(Records drawn from a dataset)

────────────────────────────────────────

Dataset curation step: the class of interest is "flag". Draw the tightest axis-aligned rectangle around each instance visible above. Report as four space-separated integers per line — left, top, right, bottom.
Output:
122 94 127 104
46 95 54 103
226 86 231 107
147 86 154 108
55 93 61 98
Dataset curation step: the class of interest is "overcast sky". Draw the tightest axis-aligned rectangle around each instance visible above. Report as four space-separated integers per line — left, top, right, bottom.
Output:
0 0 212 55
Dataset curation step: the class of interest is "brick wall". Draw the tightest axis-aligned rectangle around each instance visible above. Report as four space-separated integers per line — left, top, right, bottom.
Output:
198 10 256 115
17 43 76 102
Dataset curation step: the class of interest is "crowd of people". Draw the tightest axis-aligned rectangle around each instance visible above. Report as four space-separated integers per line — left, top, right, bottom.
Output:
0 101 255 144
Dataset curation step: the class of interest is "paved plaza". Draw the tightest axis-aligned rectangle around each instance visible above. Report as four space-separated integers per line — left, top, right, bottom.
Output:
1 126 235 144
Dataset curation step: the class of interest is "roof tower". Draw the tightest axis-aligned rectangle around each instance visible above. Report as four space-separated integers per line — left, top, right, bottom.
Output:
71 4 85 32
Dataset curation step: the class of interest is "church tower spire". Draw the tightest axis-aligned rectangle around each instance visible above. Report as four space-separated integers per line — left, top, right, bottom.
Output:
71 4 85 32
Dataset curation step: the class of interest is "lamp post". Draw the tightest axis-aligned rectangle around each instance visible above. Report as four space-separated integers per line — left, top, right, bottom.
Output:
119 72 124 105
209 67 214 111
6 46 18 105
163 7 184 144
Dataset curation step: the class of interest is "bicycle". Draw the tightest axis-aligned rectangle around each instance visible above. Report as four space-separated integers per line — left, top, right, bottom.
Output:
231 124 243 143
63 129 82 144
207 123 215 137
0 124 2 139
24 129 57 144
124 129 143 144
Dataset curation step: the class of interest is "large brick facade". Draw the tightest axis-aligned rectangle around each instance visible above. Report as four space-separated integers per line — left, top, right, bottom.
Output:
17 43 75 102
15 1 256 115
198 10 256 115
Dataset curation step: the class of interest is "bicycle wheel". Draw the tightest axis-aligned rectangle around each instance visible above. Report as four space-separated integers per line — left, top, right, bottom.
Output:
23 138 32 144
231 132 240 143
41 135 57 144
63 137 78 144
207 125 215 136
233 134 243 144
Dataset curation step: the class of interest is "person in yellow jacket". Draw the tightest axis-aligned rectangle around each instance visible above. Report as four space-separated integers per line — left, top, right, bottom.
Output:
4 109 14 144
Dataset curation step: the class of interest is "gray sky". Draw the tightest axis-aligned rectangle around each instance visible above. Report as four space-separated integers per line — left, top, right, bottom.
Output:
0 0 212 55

────────────────────────────────────────

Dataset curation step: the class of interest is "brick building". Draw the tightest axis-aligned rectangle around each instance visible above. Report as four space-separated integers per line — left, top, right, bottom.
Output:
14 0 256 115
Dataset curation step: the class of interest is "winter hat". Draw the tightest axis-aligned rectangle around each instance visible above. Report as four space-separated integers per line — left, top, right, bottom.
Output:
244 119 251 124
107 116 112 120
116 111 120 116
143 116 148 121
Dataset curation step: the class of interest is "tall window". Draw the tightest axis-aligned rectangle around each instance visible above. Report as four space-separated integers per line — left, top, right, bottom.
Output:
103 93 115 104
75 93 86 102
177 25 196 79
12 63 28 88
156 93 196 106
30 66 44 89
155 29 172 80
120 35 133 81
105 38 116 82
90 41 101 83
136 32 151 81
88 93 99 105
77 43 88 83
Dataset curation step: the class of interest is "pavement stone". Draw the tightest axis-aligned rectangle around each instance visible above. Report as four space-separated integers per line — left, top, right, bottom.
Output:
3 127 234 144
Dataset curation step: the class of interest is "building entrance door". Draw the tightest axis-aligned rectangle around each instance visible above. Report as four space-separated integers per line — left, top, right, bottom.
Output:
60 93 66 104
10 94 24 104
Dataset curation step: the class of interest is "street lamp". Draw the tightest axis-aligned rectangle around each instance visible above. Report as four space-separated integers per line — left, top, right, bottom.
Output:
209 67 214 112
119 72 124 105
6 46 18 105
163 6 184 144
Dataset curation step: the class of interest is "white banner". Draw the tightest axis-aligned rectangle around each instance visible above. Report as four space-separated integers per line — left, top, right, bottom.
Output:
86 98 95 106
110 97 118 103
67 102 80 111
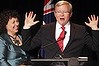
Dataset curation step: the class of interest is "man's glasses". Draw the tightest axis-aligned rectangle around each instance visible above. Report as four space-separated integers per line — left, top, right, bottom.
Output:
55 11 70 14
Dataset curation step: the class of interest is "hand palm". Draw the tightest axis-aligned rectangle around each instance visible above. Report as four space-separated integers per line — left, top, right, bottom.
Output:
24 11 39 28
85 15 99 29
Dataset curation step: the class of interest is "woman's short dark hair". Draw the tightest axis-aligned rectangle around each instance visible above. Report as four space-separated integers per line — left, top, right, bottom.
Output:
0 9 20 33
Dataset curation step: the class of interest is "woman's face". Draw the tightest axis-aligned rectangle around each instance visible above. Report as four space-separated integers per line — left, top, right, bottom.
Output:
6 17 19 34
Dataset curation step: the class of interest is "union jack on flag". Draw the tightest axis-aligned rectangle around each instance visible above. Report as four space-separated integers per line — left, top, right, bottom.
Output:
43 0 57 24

────────────────────────────────────────

Find and copy each line above holding "woman".

● **FINISHED EXERCISE**
Dataset curation step: the class of interest is "woman's short dark hair". Draw the tightest axis-aligned rectangle around each instance visible above. Report as four space-separated integers per line — left, top, right, bottom.
Dataset curation step: the class of interest is "woman's face". Draw the tightest axis-aligned rectangle around each instance visible above. Report as four space-separated integers per line — left, top, right, bottom.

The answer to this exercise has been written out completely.